*** Opening PROVIDED RECORDS ***
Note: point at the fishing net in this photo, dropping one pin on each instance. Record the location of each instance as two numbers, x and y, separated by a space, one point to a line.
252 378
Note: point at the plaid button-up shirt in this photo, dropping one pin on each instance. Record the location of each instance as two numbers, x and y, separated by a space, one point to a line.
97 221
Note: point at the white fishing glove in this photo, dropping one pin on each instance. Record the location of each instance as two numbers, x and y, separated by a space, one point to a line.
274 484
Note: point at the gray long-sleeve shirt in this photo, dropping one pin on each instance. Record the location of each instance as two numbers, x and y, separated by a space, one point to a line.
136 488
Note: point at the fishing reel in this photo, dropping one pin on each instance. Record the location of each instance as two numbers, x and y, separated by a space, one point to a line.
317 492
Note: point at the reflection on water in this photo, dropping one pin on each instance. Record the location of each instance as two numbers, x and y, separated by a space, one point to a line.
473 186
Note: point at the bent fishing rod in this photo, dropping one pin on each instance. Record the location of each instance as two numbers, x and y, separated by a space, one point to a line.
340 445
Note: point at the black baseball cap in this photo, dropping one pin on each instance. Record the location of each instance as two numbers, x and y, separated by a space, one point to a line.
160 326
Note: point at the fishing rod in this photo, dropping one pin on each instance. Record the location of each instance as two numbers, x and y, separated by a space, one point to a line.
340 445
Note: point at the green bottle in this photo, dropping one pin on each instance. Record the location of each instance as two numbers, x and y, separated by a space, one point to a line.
*** Closing PROVIDED RECORDS ***
ASSIGNED TASK => Return all of the entries exactly as written.

RESPONSE TO THIS EXERCISE =>
Note: point at the fishing net in this photo, dropping one pin on each instance. Record the location of each instance as two numbers, x and y, separated by a space, one point to a line.
252 378
Note: point at the plaid button-up shirt in this photo, dropping one pin on each instance. Record the location of each instance as two numbers, x and y, separated by a space, one point to a line.
97 221
Note: point at the white fishing glove in this photo, dropping one pin on each instance. Record the location of each instance as two numbers, x and y, separated by a space, one point to a line.
274 484
Note: point at the gray long-sleeve shirt in this photo, dropping one pin on each instance. Record the location of each instance as two numbers, x and y, separated by a space, one point to a line.
136 488
Note: point at the fishing reel in this photo, dropping one pin on each instance. Record the location of each instance as two numbers, x and y, separated by a space, one point to a line.
317 492
Note: point at the reflection on water in this photo, dropping one pin on each instance. Record the location of each instance as two numbers, x and y, separated by a space, one point to a line.
473 186
Note: point at the bent fishing rod in this photo, dropping one pin on each instance. Record the location of each instance as two numbers, x and y, separated by a space, one point to a line.
340 445
Note: point at the black baseball cap in this photo, dropping one pin on each instance. Record the location of each instance as two numbers, x and y, separated by a space, one point to a line.
160 326
Note: point at the fishing rod in this photo, dropping one pin on each instance. Record the location of each instance as two numbers, x and y, separated by a space, one point to a line.
340 445
Note: point at the green bottle in this photo, dropping one pin on each instance. Record the location of each instance as two numbers, x and y, separated by a space, one point to a line.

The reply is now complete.